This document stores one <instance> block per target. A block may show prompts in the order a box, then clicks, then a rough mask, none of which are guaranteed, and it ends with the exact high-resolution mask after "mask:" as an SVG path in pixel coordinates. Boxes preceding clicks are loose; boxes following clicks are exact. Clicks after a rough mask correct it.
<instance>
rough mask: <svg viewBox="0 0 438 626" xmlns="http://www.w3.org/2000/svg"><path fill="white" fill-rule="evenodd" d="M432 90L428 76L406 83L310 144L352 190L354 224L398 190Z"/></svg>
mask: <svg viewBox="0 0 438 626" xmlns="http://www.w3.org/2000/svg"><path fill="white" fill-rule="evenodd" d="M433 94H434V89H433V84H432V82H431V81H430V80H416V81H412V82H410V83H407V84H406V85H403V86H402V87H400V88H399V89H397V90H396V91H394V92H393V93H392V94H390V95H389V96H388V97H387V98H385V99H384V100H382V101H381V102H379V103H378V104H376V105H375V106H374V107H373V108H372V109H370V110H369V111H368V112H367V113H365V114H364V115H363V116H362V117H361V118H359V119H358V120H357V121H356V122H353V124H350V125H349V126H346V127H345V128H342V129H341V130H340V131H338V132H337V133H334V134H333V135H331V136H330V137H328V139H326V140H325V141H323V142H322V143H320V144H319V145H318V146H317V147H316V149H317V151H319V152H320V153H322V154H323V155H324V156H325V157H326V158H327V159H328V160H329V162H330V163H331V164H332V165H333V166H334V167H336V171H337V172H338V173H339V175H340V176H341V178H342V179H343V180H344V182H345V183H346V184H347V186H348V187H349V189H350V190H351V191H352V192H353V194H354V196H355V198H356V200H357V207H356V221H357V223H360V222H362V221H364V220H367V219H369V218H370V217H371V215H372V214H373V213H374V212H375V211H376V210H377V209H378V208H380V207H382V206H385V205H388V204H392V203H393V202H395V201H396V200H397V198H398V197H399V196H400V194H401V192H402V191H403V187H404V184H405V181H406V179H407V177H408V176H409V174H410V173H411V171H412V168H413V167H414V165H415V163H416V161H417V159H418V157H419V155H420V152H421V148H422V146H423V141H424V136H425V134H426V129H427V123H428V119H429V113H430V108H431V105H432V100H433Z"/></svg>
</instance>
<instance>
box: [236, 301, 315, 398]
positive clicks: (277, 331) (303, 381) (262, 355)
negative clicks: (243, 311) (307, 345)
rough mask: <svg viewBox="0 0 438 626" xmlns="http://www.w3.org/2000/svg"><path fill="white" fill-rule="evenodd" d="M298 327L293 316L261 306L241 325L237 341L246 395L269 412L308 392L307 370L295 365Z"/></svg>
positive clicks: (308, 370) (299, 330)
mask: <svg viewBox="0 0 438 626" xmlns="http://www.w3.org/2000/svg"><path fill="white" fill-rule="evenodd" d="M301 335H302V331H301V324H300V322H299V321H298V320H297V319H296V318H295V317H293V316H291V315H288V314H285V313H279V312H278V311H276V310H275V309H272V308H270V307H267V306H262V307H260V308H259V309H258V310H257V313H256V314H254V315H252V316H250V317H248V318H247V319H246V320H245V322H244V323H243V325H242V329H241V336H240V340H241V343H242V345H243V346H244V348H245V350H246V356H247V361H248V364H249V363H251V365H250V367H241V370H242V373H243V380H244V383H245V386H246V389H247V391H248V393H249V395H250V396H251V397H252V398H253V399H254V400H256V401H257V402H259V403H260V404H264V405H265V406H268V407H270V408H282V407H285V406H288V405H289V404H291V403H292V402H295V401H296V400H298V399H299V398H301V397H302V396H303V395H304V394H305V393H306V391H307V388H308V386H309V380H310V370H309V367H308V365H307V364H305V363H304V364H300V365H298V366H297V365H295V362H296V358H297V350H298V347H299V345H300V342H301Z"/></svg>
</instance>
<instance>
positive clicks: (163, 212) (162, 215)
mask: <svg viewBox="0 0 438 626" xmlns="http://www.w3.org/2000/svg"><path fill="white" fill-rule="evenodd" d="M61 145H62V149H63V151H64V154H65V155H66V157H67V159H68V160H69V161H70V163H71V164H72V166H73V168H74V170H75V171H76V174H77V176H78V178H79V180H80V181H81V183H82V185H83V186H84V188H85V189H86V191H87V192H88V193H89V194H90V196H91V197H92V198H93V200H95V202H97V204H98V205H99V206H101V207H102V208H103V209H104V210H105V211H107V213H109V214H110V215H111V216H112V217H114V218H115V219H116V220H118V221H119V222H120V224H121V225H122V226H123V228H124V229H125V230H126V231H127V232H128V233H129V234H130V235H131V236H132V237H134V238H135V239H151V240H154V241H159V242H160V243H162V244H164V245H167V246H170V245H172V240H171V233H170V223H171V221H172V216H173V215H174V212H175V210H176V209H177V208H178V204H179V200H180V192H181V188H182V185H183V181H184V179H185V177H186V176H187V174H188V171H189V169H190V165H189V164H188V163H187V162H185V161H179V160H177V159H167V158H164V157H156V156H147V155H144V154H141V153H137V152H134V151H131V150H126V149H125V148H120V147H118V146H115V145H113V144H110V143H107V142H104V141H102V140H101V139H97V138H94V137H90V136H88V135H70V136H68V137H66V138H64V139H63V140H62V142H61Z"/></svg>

[Directions]: In full and word for word, reproduce the data above.

[Answer box]:
This document stores one <instance> block per target. A block may show prompts in the order a box, then clicks, then a rough mask, none of which are guaranteed, and it ends with the exact high-resolution mask after "mask:" as an SVG path in pixel coordinates. Boxes preceding clicks are loose; boxes following clicks are exact. Clicks after a rough mask correct it.
<instance>
rough mask: <svg viewBox="0 0 438 626" xmlns="http://www.w3.org/2000/svg"><path fill="white" fill-rule="evenodd" d="M432 90L428 76L406 83L310 144L352 190L354 224L398 190Z"/></svg>
mask: <svg viewBox="0 0 438 626" xmlns="http://www.w3.org/2000/svg"><path fill="white" fill-rule="evenodd" d="M433 94H434V89H433V84H432V82H431V81H430V80H416V81H412V82H410V83H407V84H406V85H403V86H402V87H400V88H399V89H397V90H396V91H394V92H393V93H392V94H390V95H389V96H388V97H387V98H385V99H384V100H382V101H381V102H379V103H378V104H376V105H375V106H374V107H373V108H372V109H370V110H369V111H368V112H367V113H365V114H364V115H363V116H362V117H361V118H359V119H358V120H357V121H356V122H353V124H350V125H349V126H346V127H345V128H342V129H341V130H340V131H338V132H337V133H334V134H333V135H331V136H330V137H328V139H326V140H325V141H323V142H322V143H320V144H319V145H318V146H317V147H316V149H317V151H319V152H320V153H322V154H323V155H324V156H325V157H326V158H327V159H328V160H329V162H330V163H331V164H332V165H333V166H334V167H336V171H337V172H338V173H339V175H340V176H341V178H342V179H343V180H344V182H345V183H346V184H347V186H348V187H349V189H350V190H351V191H352V192H353V194H354V196H355V198H356V200H357V207H356V221H357V223H360V222H362V221H364V220H367V219H369V218H370V217H371V215H372V214H373V213H374V212H375V211H376V210H377V209H378V208H380V207H382V206H385V205H388V204H392V203H393V202H395V201H396V200H397V198H398V197H399V196H400V194H401V192H402V191H403V187H404V184H405V181H406V179H407V177H408V176H409V174H410V173H411V171H412V168H413V167H414V165H415V163H416V161H417V159H418V157H419V155H420V152H421V148H422V146H423V141H424V136H425V134H426V129H427V123H428V119H429V113H430V108H431V105H432V100H433Z"/></svg>
</instance>
<instance>
box: [236, 301, 315, 398]
positive clicks: (277, 331) (303, 381) (262, 355)
negative clicks: (243, 311) (307, 345)
rough mask: <svg viewBox="0 0 438 626" xmlns="http://www.w3.org/2000/svg"><path fill="white" fill-rule="evenodd" d="M298 327L293 316L261 306L241 325L237 341L246 395L269 412L308 392L307 370L295 365Z"/></svg>
positive clicks: (308, 370) (299, 330)
mask: <svg viewBox="0 0 438 626" xmlns="http://www.w3.org/2000/svg"><path fill="white" fill-rule="evenodd" d="M301 335H302V331H301V324H300V322H299V321H298V320H297V319H296V318H295V317H293V316H291V315H288V314H285V313H279V312H278V311H276V310H275V309H272V308H270V307H267V306H262V307H260V308H259V309H258V310H257V313H256V314H254V315H252V316H250V317H248V318H247V319H246V320H245V322H244V323H243V325H242V329H241V336H240V340H241V343H242V345H243V346H244V348H245V350H246V356H247V361H248V364H249V363H251V365H250V367H241V370H242V373H243V380H244V383H245V386H246V389H247V391H248V393H249V395H250V396H251V397H252V398H253V399H254V400H256V401H257V402H259V403H260V404H264V405H265V406H268V407H270V408H282V407H285V406H288V405H289V404H291V403H292V402H295V401H296V400H298V399H299V398H301V397H302V396H303V395H304V394H305V393H306V391H307V388H308V386H309V380H310V370H309V367H308V365H307V364H305V363H304V364H300V365H298V366H297V365H295V362H296V358H297V350H298V347H299V345H300V342H301Z"/></svg>
</instance>
<instance>
positive clicks: (163, 212) (162, 215)
mask: <svg viewBox="0 0 438 626" xmlns="http://www.w3.org/2000/svg"><path fill="white" fill-rule="evenodd" d="M61 145H62V149H63V151H64V154H65V155H66V157H67V159H68V160H69V161H70V163H71V164H72V166H73V168H74V170H75V171H76V174H77V176H78V178H79V180H80V181H81V183H82V185H83V186H84V188H85V189H86V191H87V192H88V193H89V194H90V196H91V197H92V198H93V200H95V202H97V204H98V205H99V206H101V207H102V208H103V209H104V210H105V211H107V213H109V214H110V215H111V216H112V217H114V218H115V219H116V220H118V221H119V222H120V224H121V225H122V226H123V228H124V229H125V230H126V231H127V232H128V233H129V234H130V235H131V236H132V237H134V238H135V239H151V240H154V241H159V242H160V243H162V244H164V245H167V246H170V245H172V240H171V233H170V223H171V221H172V216H173V215H174V212H175V210H176V209H177V208H178V204H179V200H180V192H181V188H182V185H183V181H184V179H185V177H186V176H187V174H188V171H189V169H190V165H189V164H188V163H187V162H185V161H179V160H177V159H167V158H164V157H156V156H147V155H144V154H141V153H137V152H134V151H131V150H126V149H125V148H120V147H118V146H115V145H113V144H110V143H107V142H104V141H102V140H101V139H97V138H94V137H90V136H88V135H70V136H68V137H66V138H64V139H63V140H62V142H61Z"/></svg>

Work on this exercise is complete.